Render the lines, starting with the line that contains "the parked van." and going on through the line that contains "the car window.", both included, as a Markdown table with the columns Number and Line Text, skipping any blank lines. Number the lines in order in the Number column.

**Data for processing:**
################

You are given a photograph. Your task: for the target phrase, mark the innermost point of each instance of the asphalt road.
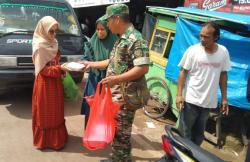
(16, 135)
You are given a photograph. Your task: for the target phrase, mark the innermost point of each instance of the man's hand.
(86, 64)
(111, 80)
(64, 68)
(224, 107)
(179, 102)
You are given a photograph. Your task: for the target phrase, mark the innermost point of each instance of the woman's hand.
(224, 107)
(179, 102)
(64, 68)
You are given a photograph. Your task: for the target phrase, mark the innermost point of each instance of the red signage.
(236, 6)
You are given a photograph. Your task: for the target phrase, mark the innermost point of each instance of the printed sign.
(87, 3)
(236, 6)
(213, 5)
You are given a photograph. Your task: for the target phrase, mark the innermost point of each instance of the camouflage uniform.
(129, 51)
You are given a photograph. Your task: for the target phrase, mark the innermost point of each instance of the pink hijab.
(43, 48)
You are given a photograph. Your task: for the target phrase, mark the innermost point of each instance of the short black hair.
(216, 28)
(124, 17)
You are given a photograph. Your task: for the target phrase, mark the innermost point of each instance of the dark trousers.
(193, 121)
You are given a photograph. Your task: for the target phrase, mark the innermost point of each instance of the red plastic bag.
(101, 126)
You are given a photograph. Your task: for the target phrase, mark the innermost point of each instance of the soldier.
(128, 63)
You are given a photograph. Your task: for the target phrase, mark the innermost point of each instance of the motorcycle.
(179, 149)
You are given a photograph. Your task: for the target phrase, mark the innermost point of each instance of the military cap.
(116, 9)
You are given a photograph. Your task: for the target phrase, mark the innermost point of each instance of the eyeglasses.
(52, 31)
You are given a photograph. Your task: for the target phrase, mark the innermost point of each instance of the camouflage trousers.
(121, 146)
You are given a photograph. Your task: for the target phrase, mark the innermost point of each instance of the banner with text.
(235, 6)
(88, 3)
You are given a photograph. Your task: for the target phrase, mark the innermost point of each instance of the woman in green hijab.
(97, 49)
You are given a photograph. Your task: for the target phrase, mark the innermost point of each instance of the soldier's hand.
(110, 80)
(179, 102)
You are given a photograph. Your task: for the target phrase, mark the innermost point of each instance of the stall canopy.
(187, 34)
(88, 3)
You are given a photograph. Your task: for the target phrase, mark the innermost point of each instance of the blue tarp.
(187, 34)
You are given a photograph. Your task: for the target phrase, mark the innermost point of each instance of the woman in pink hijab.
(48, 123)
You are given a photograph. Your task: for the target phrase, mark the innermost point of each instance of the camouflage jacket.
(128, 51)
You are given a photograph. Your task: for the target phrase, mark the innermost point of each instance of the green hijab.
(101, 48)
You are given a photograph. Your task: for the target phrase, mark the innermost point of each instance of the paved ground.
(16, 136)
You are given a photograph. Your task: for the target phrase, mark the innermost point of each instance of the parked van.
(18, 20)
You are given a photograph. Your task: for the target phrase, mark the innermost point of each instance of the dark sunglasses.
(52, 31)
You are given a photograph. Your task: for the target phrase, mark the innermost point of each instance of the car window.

################

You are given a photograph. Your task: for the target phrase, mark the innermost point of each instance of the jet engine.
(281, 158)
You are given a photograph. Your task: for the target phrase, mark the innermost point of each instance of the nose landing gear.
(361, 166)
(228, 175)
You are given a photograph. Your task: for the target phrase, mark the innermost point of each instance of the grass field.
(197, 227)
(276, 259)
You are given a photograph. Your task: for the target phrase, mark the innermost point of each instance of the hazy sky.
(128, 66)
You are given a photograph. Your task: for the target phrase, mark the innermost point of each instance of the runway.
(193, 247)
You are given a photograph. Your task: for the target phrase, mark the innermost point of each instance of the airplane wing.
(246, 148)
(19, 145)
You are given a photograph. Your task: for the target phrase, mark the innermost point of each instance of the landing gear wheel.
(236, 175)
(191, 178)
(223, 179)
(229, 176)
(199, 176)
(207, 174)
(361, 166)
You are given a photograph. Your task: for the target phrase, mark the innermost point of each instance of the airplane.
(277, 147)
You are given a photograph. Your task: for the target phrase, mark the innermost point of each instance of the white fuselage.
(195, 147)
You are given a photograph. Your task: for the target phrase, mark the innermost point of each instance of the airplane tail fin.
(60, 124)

################

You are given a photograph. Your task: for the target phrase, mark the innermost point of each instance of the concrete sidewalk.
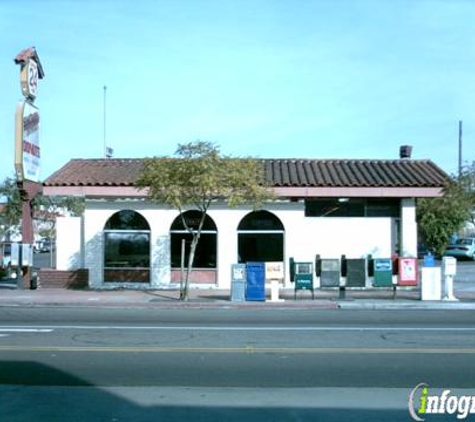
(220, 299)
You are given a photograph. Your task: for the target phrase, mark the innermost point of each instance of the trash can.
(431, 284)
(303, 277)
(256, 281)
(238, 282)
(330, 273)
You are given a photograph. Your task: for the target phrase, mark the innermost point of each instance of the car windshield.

################

**Written solution:**
| Number | Line Text |
|---|---|
| 1 | You are given a photograph. Your task: for the target phrase, mark the innermost point of each instance of the parked van. |
| 2 | (18, 20) |
| 3 | You are given a photograph. Your task: for the target phrase, mark the innermost point of each instance of the dark sunglasses. |
| 4 | (52, 31) |
| 5 | You are given a photograph. Your task: for the target phrase, mark the innermost point of each instance of the car window. |